→ **Phrase grounding data**:

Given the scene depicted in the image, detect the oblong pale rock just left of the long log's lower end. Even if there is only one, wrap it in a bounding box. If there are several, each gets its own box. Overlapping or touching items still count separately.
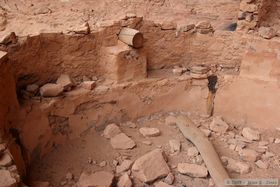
[177,163,208,177]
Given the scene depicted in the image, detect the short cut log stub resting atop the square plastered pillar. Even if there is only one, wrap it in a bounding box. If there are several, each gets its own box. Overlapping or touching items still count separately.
[119,27,144,48]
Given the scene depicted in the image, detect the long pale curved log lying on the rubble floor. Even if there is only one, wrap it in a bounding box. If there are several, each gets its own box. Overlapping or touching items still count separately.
[171,116,233,187]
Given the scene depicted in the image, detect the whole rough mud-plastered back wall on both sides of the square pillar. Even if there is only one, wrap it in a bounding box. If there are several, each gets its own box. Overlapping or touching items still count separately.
[9,18,246,87]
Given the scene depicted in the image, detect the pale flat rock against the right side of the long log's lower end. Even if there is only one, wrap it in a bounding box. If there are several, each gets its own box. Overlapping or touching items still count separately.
[223,157,250,174]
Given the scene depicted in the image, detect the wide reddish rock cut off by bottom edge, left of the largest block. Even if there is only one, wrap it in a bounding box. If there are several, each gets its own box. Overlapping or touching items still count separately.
[78,171,114,187]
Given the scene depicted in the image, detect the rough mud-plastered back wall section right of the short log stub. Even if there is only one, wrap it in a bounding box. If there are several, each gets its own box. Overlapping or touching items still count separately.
[140,22,246,69]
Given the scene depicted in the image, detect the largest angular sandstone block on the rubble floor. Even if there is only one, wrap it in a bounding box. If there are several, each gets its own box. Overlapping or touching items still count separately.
[132,149,170,183]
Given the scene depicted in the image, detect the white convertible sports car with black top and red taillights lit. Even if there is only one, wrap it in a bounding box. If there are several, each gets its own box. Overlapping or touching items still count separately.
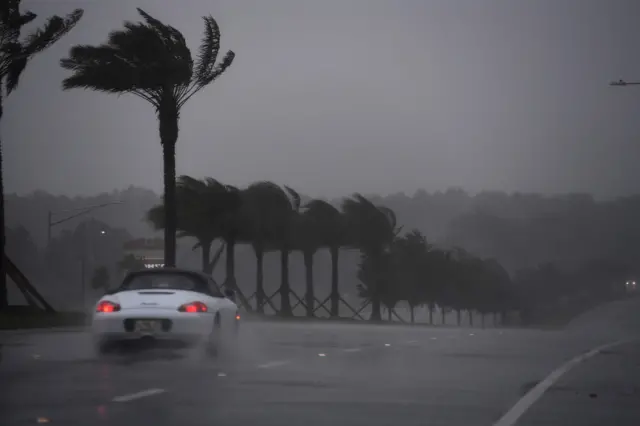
[92,268,240,356]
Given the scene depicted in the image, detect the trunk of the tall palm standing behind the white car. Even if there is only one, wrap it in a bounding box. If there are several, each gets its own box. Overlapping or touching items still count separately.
[158,100,179,267]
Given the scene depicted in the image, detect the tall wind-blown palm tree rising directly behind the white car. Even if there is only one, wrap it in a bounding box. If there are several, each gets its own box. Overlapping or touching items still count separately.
[60,9,235,266]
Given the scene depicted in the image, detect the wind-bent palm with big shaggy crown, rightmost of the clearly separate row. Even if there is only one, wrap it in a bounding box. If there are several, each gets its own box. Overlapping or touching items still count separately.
[342,194,399,321]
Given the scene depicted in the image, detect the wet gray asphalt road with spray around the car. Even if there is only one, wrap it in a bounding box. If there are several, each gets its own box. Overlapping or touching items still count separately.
[0,301,640,426]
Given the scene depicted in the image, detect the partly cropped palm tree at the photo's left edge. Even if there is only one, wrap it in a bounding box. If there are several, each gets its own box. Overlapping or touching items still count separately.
[0,0,83,309]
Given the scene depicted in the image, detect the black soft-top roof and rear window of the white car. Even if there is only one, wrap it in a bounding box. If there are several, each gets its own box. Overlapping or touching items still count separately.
[120,271,216,295]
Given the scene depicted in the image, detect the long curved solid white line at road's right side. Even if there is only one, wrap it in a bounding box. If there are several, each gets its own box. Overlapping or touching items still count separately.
[493,339,637,426]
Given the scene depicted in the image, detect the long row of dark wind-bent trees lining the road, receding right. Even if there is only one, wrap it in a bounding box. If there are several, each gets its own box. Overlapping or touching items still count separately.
[141,176,631,322]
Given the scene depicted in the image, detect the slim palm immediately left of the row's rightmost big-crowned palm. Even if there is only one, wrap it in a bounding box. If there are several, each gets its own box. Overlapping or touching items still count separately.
[304,200,348,317]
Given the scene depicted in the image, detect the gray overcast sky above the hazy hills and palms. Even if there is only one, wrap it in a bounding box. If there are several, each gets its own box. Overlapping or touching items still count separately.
[2,0,640,196]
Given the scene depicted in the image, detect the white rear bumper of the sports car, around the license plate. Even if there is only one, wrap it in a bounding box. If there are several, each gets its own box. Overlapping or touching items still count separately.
[91,309,213,343]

→ **YOUR OBJECTIVE**:
The entries are to be written out again exactly, though without any images.

→ **SOLUTION FOR THIS EXERCISE**:
Given the scene depicted in the image, detect the oblong pale rock just left of the long log's lower end. Even if there is only one, wrap it in a bounding box. If there are several, each gets its own box. Overlapping or touching items still count separately.
[177,163,208,177]
Given the scene depicted in the image, detect the short cut log stub resting atop the square plastered pillar. Even if there is only one, wrap it in a bounding box. If there are several, each gets its own box. Overlapping or touching items still count separately.
[119,27,144,48]
Given the scene depicted in the image, detect the long pale curved log lying on the rubble floor. Even if there is only one, wrap it in a bounding box. If there are several, each gets its own box. Overlapping or touching items still count separately.
[171,116,233,187]
Given the scene depicted in the image, detect the whole rough mud-plastered back wall on both sides of the square pillar. Even if there is only one, wrap it in a bounding box. If there are several, each gets its own box. Overlapping or touching items still count separately.
[9,18,246,87]
Given the scene depicted in the image, detect the pale flat rock against the right side of the long log's lower end. Even if there is only one, wrap it in a bounding box. If there are several, each gets its own box. Overlapping or touching items still count separately.
[223,157,250,174]
Given the scene depicted in the image, detect the wide reddish rock cut off by bottom edge, left of the largest block. Even if there is only one, wrap it in a bounding box. If there are several, each gets its own box. Overlapping or touching items still count separately.
[78,171,114,187]
Given the scene depicted in the image, detect the rough mud-plastered back wall section right of the short log stub. Even if there is only one, wrap it in a bounding box. If there are several, each gets its own box. Overlapping or touching items still count separately.
[140,22,246,69]
Given the scene depicted in the image, detect the largest angular sandstone block on the rubble floor. Even if there is only one, wrap it in a bounding box. If there are several, each gets its own box. Overlapping or touching items still count separately.
[132,149,170,183]
Given the scene depicted in the image, detect the white convertible sports car with black top and red taillights lit. Even if there is only one, wrap it in a bounding box. If there are several, each gets its own box. Overlapping or touching items still count separately.
[92,268,240,356]
Given the scene depicted in the image, detect the trunk of the tall palm standing behind the white car. Even if there is only one, wrap it in a bounding box. If there are several, each gets its own box. Overlapping or touching items still count separately.
[158,100,179,267]
Given the scene depicted in the image, detect the tall wind-blown palm tree rising directly behind the white car. Even if there is only one, wrap it in a bounding box. If there are several, each gets its own box. Overlapping or touching items still count separately.
[60,9,235,266]
Given the scene depicted in the image, detect the wind-bent palm with big shaggy crown, rightmost of the clearly separate row. Even if there is only one, wrap it in a bounding box. If there are several, each gets its own box. Overlapping or touching items still count separately.
[342,194,399,321]
Given the scene depicted in the image, detect the wet gray asphalt road with spray around the car. Even if there is only one, wrap it in a bounding box. If there are several, each gets its own box. Overlapping or touching items still count separately.
[0,301,640,426]
Given the scene depicted in the image, detect the partly cropped palm tree at the photo's left edge. Even if there is only one, wrap it in a bounding box. If there are several, each gets its own box. Overlapping or touching items still count separately.
[0,0,83,309]
Given the scene depicted in the image, detect the black soft-top roof and rear window of the white car. Even if there is only one, wrap it in a bounding box. If there are several, each gets its own box. Overlapping or touching items still count separately.
[120,271,216,295]
Given the scene depicted in the image, detect the long curved solid white line at road's right side. Even if there is only one, wrap it in a bounding box. If there are several, each gets its own box. Overlapping or touching items still count separately.
[493,339,637,426]
Given the scene depicted in the image, detect the long row of dark wind-bent trees lining the road, receding right. Even if there is only one, wrap it in a bounding box. If there are several, each gets its own box. Overlapping or touching items still count separately.
[141,176,631,322]
Given the scene depicted in the image, detect the slim palm immediately left of the row's rightmost big-crowned palm. Even if there is only one, wrap it in a bounding box. If there are several, each gets its own box. Overlapping or touching items still count separately.
[304,200,348,317]
Given the scene depicted in the image, detect the gray overcast sky above the hazy hills and palms. Even if there is only one, wrap it in a bounding box. If there are several, each gets its own box. Overlapping or touching items still count separately.
[2,0,640,196]
Given the scene depicted in the image, detect the white rear bumper of the sports car, around the license plate. Even if there is only one, wrap it in a bounding box. If there are several, each gets its own box. Overlapping or touching items still count separately.
[91,309,213,343]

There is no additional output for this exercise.